» WRITTEN TASK:
Rewrite the entries below, changing every "striped sleeve" to "checkered sleeve" and keeping everything else the same. Leave the pictures out of your answer.

--- START OF DATA LINES ---

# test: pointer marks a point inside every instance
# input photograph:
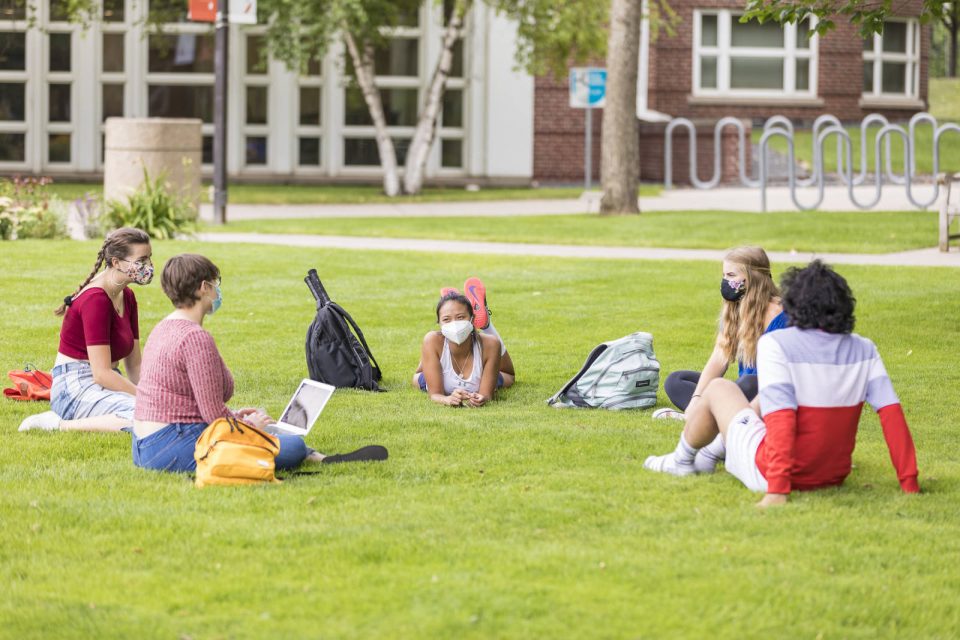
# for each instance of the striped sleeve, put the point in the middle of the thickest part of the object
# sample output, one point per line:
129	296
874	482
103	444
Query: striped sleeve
777	390
880	391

--- END OF DATA LINES ---

» OUTPUT FOR THIS TASK:
# test: pointer marks a point inside every instance
# input photograph:
# for each instance of the checkered sleeve, put the point in the middle of the thickest part of the object
# sample output, one point per line:
129	296
874	482
103	444
Query: checkered sleeve
777	390
880	391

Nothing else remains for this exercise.